## REQUIREMENTS
Filter the records below and copy out every line that contains the word "with". Leave each line unchanged.

****************

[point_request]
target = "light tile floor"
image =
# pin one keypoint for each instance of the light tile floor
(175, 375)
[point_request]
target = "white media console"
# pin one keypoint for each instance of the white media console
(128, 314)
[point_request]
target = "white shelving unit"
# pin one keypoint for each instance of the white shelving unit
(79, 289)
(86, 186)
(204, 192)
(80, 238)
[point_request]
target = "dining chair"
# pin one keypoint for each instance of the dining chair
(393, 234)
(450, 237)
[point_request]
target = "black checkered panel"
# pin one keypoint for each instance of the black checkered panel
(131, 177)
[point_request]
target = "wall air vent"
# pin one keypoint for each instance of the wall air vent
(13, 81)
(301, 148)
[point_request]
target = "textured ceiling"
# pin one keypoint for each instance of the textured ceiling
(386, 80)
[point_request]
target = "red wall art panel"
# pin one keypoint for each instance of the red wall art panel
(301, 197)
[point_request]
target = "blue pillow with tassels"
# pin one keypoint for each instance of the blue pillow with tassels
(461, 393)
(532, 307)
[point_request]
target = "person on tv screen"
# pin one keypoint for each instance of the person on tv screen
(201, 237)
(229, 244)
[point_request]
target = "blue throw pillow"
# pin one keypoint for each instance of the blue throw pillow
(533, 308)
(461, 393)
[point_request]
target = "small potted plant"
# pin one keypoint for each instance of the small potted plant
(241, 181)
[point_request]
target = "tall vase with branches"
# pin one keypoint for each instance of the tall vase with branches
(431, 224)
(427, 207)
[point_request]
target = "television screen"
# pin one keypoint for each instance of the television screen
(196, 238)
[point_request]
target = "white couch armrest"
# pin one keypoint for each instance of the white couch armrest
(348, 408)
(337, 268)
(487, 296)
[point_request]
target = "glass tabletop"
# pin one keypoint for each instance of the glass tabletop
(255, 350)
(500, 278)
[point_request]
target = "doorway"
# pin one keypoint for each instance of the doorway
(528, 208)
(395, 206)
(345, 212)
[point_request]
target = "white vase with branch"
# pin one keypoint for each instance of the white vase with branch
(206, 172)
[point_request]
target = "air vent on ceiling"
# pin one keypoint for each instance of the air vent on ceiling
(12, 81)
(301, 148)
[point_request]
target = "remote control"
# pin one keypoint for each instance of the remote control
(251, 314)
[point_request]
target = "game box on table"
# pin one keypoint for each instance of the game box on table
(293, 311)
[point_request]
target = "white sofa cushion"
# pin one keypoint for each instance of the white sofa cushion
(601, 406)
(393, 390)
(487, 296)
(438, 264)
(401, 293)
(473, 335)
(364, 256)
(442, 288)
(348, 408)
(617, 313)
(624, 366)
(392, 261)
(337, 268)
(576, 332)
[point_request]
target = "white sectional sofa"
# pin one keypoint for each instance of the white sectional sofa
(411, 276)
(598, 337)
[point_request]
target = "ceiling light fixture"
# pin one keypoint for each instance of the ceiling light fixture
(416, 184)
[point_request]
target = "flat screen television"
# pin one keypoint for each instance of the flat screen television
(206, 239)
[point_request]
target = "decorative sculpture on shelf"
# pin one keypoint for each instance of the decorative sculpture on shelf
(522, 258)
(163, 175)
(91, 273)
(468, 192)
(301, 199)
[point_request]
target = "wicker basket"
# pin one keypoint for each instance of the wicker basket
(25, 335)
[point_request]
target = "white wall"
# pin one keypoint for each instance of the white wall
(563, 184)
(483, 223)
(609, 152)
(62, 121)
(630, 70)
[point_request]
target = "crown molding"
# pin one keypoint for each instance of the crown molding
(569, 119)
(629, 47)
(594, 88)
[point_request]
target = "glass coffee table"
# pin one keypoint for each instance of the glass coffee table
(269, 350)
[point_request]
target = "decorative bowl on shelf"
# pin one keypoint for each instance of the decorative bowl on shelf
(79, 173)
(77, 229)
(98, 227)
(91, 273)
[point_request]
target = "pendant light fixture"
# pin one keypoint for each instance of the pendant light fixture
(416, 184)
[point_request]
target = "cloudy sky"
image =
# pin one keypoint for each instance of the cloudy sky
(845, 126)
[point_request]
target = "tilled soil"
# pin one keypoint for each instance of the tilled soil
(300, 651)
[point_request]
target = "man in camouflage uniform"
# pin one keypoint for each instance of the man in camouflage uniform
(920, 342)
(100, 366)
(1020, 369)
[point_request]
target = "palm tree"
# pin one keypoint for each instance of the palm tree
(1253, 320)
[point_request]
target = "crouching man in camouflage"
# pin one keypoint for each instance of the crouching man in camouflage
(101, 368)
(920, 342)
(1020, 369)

****************

## EXERCISE ANSWER
target = "blue pillow with tassels"
# pin one keypoint for each instance of the blue pillow with tassels
target = "tall vase with branches"
# pin one keypoint for each instance of the tall vase with branches
target = "white vase with branch"
# pin one keypoint for each instance of the white vase with branch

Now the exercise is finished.